* [Records from a data source]:
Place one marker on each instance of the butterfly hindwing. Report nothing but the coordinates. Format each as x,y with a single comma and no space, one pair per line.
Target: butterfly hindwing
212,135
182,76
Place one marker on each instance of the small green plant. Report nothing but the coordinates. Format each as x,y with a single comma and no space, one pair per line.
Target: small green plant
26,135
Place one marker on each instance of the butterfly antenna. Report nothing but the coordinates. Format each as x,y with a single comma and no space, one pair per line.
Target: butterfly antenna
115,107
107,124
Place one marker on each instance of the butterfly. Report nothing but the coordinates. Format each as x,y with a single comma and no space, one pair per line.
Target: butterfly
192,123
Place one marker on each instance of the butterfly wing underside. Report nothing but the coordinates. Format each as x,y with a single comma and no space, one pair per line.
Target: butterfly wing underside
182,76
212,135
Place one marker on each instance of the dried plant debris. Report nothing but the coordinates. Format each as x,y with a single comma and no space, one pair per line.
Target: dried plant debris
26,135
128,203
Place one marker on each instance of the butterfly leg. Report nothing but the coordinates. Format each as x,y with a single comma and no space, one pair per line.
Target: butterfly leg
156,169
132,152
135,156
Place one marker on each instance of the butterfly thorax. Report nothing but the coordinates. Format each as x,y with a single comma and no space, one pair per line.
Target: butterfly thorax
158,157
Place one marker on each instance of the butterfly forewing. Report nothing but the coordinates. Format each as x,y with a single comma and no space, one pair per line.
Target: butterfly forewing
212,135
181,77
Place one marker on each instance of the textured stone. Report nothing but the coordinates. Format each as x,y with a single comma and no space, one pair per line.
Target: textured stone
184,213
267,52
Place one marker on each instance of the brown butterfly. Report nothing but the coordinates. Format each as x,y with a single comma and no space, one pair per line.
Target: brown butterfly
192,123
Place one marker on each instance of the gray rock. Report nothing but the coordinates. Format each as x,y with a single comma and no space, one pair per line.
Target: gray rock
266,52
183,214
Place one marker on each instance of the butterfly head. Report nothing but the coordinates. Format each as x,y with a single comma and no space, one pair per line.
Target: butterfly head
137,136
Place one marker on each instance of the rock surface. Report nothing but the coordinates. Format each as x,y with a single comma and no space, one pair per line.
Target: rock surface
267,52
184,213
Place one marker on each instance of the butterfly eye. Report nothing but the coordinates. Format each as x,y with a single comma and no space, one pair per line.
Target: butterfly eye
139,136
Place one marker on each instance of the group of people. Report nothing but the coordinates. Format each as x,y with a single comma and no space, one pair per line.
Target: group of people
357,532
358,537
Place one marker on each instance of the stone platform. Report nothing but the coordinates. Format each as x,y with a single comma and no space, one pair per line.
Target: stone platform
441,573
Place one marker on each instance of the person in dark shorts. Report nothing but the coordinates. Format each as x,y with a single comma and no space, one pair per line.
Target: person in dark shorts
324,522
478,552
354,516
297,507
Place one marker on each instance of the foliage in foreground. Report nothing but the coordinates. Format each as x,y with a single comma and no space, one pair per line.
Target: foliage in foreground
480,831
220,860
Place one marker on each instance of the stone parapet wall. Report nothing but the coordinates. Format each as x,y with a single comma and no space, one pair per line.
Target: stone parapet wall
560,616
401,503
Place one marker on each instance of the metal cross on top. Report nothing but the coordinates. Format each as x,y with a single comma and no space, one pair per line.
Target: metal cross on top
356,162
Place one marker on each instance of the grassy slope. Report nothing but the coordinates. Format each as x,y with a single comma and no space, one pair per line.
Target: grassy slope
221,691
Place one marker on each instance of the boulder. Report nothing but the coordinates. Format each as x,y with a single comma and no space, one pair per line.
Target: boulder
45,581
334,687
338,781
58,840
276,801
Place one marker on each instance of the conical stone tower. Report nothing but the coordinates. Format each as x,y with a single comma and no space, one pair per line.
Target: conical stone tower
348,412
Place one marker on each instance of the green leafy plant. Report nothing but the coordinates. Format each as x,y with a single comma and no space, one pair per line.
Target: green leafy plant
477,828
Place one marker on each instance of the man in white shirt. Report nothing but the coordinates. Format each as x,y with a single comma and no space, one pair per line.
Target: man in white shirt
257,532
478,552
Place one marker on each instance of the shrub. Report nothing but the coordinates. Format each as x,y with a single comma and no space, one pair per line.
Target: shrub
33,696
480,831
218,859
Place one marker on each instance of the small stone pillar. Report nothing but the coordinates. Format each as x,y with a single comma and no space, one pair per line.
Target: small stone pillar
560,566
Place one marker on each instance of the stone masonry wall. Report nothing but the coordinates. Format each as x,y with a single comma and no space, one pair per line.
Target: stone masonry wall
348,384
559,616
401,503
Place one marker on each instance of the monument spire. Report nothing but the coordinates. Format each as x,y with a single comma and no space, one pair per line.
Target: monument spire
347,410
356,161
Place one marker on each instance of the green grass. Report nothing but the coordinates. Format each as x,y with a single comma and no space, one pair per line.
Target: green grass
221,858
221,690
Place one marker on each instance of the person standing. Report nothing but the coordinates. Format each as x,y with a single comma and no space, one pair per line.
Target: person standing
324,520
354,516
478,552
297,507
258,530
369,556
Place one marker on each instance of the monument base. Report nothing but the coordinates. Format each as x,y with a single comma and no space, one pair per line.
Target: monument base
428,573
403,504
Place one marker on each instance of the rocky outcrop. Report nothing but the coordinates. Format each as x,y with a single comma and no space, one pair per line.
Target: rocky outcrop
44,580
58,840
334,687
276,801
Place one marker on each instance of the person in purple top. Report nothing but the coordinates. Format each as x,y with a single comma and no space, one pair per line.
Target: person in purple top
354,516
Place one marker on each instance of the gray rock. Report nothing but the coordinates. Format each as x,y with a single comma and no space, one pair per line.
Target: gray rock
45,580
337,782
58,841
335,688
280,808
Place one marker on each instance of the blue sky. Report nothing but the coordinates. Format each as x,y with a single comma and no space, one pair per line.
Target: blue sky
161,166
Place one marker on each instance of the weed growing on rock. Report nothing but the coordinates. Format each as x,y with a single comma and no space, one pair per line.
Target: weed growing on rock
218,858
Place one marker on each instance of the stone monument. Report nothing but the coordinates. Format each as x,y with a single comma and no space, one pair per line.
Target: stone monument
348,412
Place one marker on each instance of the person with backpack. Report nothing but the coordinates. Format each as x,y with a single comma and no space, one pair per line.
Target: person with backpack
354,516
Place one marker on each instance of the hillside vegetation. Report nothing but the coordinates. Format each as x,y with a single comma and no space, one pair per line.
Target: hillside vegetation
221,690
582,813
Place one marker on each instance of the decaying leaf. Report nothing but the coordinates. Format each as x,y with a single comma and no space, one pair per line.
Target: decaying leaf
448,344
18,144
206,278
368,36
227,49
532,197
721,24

* [Task to carry out]:
Transcribe every line of the data, exactly as it stands.

* [Answer for this exercise]:
Place one marker on each instance of the butterfly hindwing. Report nothing but the coordinates. Format each as x,y with a single comma and no space, one pair per line.
Target: butterfly hindwing
212,135
182,76
Place one marker on each instance of the small green plant. Report nothing but the coordinates. Format each as x,y with a single comma and no space, one pair per line.
Target: small green plant
26,135
Place one marker on each instance of the butterfly antenna. Report nothing but the coordinates. Format each as x,y with a single comma and no space, one pair per line.
Target: butterfly antenna
115,107
107,124
Place one marker on each instance of the butterfly. Report nothing but the coordinates. Format each as x,y with a single comma and no space, one pair per line.
Target: butterfly
192,123
Place one marker on each instance of the butterfly wing underside. Report nothing but the coordinates. Format each as x,y with a single comma and no space, one pair per line.
Target: butterfly wing underside
182,76
212,135
Place one marker on each instance of the dried plant debris. Report nothing but the coordinates. Format each as x,y with a single comma and no space, one pair per line.
Target: dried plant debris
26,135
128,203
Place one marker on each instance of the butterfly leg. Report nothing but the coordinates. Format each as x,y with a single comma and no space, one pair per line.
Target: butterfly leg
156,169
132,152
135,156
Place one marker on each instance of the butterfly thorax. Report nothing but the coordinates. Format each as x,y with a single comma and no space, one pair per line.
Target: butterfly thorax
158,157
Place one marker on each instance of the butterfly forewing. Report nothing but the coordinates. Format each as x,y with a single comma and no space, one pair per line.
Target: butterfly forewing
212,135
181,77
Place one marker on each instance of the textured stone. Report nothing but the coordinates. Format each as x,y with a single comma and no space, one pair per line.
Target: textured stone
184,213
267,52
Place one marker on each instance of the brown butterfly. Report nothing but the coordinates. Format each as x,y with a single comma and no space, one pair per line.
Target: brown butterfly
192,123
Place one marker on each instance of the gray rock. Report nothing but the coordinates. Format each as x,y with a single comma and no space, one pair per line.
Target: gray rock
266,52
183,214
Place one marker on each instance of the butterfly head. Report nothing but the coordinates. Format each as x,y with a single comma and no space, one pair per line.
Target: butterfly head
137,136
Place one marker on each instance of the rock surface. Report nothing but the coordinates. Format each as x,y with a single comma and no space, one pair per line.
Target: rock surface
267,52
184,213
Place one marker on each instance of the butterfly eye. Report nothing but the coordinates. Format each as x,y with a single comma and no space, one pair per line.
Target: butterfly eye
139,136
Place one marker on each instance of the group of people. Report nothing but the coordinates. Format each as x,y with a single comma and no space, one pair per line.
Target: group of people
357,532
358,537
Place one marker on each instance of the stone platform. Report nothing but the coordinates. Format each as x,y with a single comma and no space, one pair per line.
Target: stone platform
441,573
Place one marker on each instance of the person in dark shorts. Report nothing but the coordinates. Format each as x,y with a single comma and no space, one pair per line.
Target: person in dark shorts
324,522
478,552
354,516
297,507
Place one marker on each instance of the foliage in foreground. Report nothing but the coordinates. Format each as x,y with a single comma and no space, one pair per line.
Target: foliage in foreground
480,831
220,860
Place one marker on each instance of the stone parapet wall. Report nothing but the coordinates. Format each as x,y with a single comma and no space, one pair per line.
Target: stone parapet wall
560,616
401,503
Place one marker on each instance of the metal cross on top. Report nothing but the coordinates. Format each as x,y with a single comma and no space, one pair per line.
Target: metal cross on top
356,162
Place one marker on each instance of the grassy slope. Report nothing but the coordinates. Format each as x,y with a single comma and no space, one pair per line.
Target: grassy slope
221,691
Place one marker on each instance of the boulder. Report nothing but the coordinates. Format each as x,y with a single comma and no space, one pair per line.
Target: boulder
45,581
334,687
338,781
58,840
276,801
Place one marker on each instance of the conical stone tower. Report nothing but the coordinates. Format each as x,y with a single comma and no space, one pair per line.
Target: conical stone tower
348,412
Place one marker on each instance of the green leafy plant. Report nothing but the coordinates. Format each as x,y with a single comma and no space, one pair per line.
Target: green leafy plant
477,828
Place one marker on each instance of the man in white shirt. Report nothing but the coordinates. Format each as x,y with a single comma and no space, one pair per line.
Target: man in white shirt
257,532
478,552
Place one marker on each instance of the shrub. Report nothing but the coordinates. Format each as x,y with a single comma and no space, one pair per line.
Target: shrub
33,696
480,831
218,859
Place one marker on each instance of the small stone pillar. Report nothing but the coordinates. Format each as x,y with a single comma and no space, one pair per line.
Target: small stone pillar
560,566
Place one marker on each instance of the stone masonry wall. Report nothing but the coordinates. Format each as x,y with a single comma and no space, one pair per line.
Target: stone masonry wall
348,384
559,616
401,503
Place one marker on each instance of the monument spire. Report nothing but the coordinates. Format each as x,y with a single comma and no space, one pair per line.
Target: monument spire
347,410
356,161
Place one marker on each instance of the green grass. Report nothing but the coordinates. Format each as x,y with a single comma and no space, one pair per line.
Target: green grass
221,858
221,690
Place one marker on each instance of the person standing. Report nothing but the coordinates. Format each as x,y with a single comma and no space, one pair per line.
Target: person standing
324,520
354,516
478,552
297,507
258,530
369,556
Place one marker on each instance of the monument base. Report nothing but the coordinates. Format each as x,y with a single comma and no space, one pair per line.
Target: monument base
428,573
403,504
Place one marker on each instance of the rocky outcrop. Report nothing but the coordinates. Format each as x,y with a single comma and no space, one pair per line.
Target: rocky outcrop
44,580
58,840
334,687
276,801
Place one marker on each instance of the person in purple top. Report nothing but the coordinates. Format each as x,y with a single comma and no space, one pair per line.
Target: person in purple top
354,516
Place one marker on each instance of the gray rock. Report nothing but the coordinates. Format each as x,y with a single comma and no space, one pair per line.
Target: gray rock
45,580
337,782
58,841
335,688
280,808
Place one marker on each instance of the blue sky. Report nothing but the coordinates. Format each as x,y with a single comma and no space, one pair per line.
Target: blue sky
161,166
Place one marker on each instance of the weed growing on rock. Report nothing but the coordinates. Format each as x,y with a single comma and no space, one pair per line.
Target: weed growing on rock
218,858
Place one marker on each instance of the stone monument. Report nothing but the coordinates. Format each as x,y with a single comma and no space, one pair per line.
Target: stone monument
348,412
Place one marker on each instance of the person with backpack. Report nothing but the coordinates. Format each as x,y with a single comma and no space, one pair per line.
Target: person with backpack
354,516
Place one marker on each instance of the hillside vegetation. Report nothing but the coordinates. Format each as x,y with a single comma and no space, one pair per line.
Target: hillside vegetation
221,690
582,813
Place one marker on each instance of the decaying leaf. Report nothing but the coordinates. Format each as x,y with a single comma and no space, one pair per line.
Target: decaying leaf
448,344
18,144
206,278
368,36
227,49
532,197
721,24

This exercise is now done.